** Opening Text passage block **

THE SIGNIFICANCE OF SLEEP IN GLUCOSE METABOLISM REGULATION – THE ROLE OF CIRCADIAN RHYTHM DISRUPTIONS IN TYPE 2 DIABETES DEVELOPMENT: A NARRATIVE REVIEW
Abstract
Background: Sleep and circadian rhythm disturbances constitute modifiable risk factors for type 2 diabetes mellitus (T2DM). Meta-analytic evidence demonstrates that short sleep duration (<6h/night) increases T2DM risk by 28–33% (OR 1.28–1.33), while shift work elevates incidence by 9–40% (RR 1.09–1.40).
Aims: The aim of this narrative review is to synthesise current epidemiological, interventional, and mechanistic evidence on how sleep disturbances and circadian rhythm disruptions influence type 2 diabetes pathophysiology in adults.
Methods: A structured narrative review was conducted using literature from PubMed, Scopus, Web of Science, and Google Scholar (2015–2025). Searches employed terms: "sleep duration glucose metabolism", "circadian rhythm type 2 diabetes", "clock genes insulin resistance", "shift work diabetes risk", "melatonin glucose homeostasis". Meta-analyses, systematic reviews, cohort studies, and randomized controlled trials were included.

** Closing Text passage block **
** Opening Record set block **

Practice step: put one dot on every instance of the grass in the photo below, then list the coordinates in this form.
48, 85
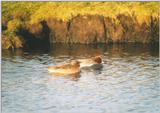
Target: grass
21, 14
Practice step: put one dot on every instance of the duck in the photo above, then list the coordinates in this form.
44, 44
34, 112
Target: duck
65, 69
90, 61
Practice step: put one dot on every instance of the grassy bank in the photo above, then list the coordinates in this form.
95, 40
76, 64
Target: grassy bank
17, 15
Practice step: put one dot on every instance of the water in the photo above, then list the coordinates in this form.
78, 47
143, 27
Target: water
128, 82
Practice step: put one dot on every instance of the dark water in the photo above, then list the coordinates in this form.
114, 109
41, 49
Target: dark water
128, 82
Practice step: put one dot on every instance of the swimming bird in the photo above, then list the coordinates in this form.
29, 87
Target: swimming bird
90, 62
66, 69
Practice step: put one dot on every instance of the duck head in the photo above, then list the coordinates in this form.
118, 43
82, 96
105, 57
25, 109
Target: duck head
97, 59
75, 63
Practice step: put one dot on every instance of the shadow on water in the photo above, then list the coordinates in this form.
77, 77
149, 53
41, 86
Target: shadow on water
128, 80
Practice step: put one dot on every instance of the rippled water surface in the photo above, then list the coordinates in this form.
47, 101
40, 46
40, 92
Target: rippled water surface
128, 82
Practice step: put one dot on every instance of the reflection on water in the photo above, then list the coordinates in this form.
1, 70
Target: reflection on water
128, 81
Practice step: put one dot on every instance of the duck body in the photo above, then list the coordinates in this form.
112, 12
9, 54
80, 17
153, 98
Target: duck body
90, 62
65, 69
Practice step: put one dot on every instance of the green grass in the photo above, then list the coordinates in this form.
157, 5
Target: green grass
21, 14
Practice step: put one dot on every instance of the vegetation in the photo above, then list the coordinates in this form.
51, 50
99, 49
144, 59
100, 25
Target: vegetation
17, 15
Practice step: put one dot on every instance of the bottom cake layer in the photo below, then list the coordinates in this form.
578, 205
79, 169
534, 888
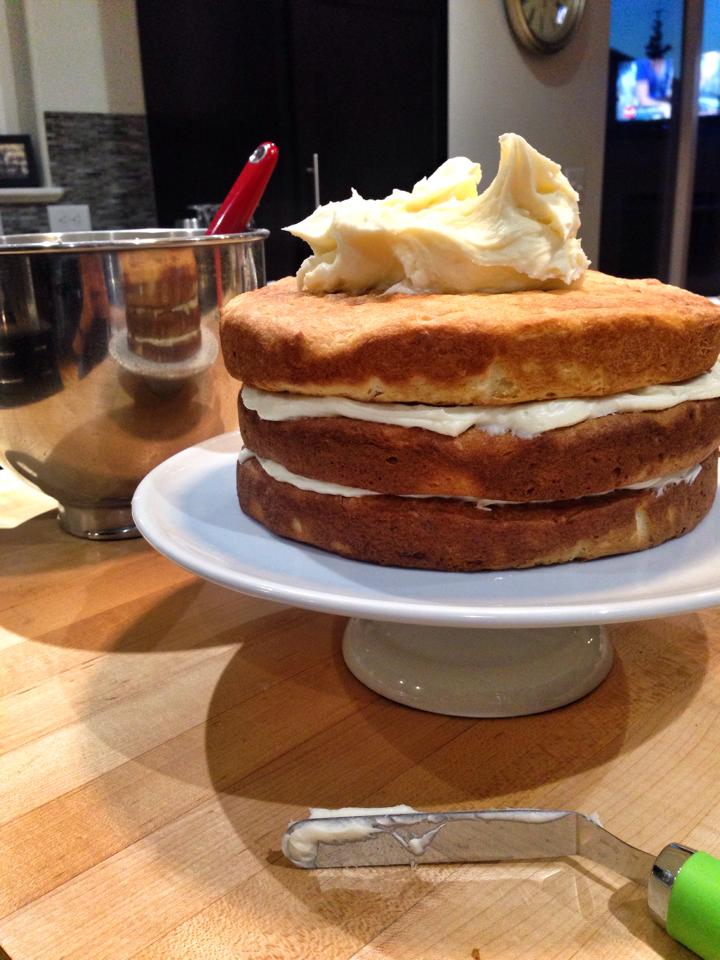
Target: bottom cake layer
446, 534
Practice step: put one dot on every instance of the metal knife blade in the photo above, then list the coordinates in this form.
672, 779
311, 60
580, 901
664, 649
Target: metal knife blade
383, 839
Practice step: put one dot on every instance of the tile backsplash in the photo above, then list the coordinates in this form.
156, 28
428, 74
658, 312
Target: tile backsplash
102, 160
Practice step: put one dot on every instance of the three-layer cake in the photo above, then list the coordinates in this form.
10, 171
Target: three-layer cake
476, 430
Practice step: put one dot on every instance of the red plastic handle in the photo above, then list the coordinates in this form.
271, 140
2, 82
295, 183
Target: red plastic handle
240, 204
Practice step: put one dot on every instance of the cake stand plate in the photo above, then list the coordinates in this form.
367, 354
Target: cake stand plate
470, 644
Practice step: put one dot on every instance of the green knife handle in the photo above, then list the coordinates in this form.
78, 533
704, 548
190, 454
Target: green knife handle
693, 917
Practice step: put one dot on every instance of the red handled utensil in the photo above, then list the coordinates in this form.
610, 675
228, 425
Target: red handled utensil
241, 202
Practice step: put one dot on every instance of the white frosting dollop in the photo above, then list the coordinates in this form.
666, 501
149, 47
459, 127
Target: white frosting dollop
522, 419
300, 844
520, 233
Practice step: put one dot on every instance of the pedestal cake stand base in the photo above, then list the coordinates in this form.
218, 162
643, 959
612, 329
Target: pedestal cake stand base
477, 672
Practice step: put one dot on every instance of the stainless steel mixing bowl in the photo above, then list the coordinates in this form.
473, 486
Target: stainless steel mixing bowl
110, 361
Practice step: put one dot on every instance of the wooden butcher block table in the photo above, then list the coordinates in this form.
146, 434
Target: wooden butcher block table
158, 732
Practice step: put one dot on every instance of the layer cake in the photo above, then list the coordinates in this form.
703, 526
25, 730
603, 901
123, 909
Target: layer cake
475, 430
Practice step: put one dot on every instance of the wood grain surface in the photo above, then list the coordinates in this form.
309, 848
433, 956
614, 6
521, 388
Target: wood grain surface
158, 732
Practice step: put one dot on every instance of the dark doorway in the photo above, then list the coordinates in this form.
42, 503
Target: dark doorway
361, 83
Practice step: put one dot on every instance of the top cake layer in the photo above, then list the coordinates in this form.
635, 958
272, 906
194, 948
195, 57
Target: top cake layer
602, 336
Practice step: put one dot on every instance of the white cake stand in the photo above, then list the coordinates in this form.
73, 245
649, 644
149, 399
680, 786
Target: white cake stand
480, 645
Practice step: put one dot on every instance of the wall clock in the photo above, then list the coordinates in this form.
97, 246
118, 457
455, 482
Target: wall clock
544, 26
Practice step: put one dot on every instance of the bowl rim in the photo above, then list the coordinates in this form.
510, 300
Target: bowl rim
99, 241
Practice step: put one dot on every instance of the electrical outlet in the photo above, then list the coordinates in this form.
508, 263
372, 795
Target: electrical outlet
69, 217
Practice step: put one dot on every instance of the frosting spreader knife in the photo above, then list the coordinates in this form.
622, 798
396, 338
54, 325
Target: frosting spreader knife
683, 885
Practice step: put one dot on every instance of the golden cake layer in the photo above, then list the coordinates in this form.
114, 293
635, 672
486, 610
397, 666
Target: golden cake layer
605, 335
591, 457
454, 535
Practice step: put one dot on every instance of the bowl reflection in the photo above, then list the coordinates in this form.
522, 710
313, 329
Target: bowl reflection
110, 361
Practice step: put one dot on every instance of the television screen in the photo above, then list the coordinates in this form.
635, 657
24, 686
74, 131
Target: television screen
644, 89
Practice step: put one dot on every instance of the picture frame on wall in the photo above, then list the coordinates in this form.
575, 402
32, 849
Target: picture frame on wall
17, 161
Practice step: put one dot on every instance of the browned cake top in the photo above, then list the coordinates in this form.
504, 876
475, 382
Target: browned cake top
601, 336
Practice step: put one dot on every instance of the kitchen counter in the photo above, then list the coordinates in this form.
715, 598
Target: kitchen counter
157, 733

** Closing Record set block **

According to the abstract on sleep and type 2 diabetes, by what percentage does short sleep duration (<6h/night) raise the risk of type 2 diabetes?

By 28–33% (OR 1.28–1.33).